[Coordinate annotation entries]

.....

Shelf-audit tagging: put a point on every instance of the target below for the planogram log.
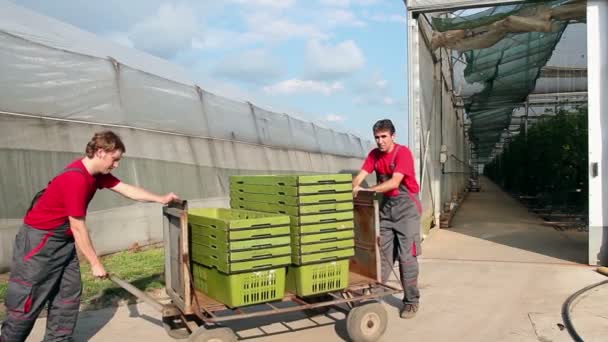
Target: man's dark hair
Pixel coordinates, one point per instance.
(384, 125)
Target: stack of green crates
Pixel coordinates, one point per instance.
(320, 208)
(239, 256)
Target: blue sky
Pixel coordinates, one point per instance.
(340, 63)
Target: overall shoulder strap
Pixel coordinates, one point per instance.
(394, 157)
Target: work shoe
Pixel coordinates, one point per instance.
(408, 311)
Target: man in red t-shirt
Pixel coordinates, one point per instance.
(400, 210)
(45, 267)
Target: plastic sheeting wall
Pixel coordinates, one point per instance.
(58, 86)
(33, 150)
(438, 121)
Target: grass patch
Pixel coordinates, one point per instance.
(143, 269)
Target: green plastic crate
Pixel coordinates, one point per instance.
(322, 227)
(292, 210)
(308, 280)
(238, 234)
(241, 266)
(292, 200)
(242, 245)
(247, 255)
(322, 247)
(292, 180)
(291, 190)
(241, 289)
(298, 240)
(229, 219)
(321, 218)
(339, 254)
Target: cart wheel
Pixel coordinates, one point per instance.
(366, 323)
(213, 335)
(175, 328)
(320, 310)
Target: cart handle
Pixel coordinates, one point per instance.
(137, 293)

.....

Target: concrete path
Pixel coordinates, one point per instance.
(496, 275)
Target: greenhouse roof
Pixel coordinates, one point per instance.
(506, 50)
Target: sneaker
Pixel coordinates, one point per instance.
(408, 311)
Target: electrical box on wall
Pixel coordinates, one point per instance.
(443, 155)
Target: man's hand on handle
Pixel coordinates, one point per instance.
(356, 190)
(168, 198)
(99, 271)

.....

Gather every line in the items above that contains the string "cart". Case matters.

• Exercise result
Target: cart wheel
Target: cart handle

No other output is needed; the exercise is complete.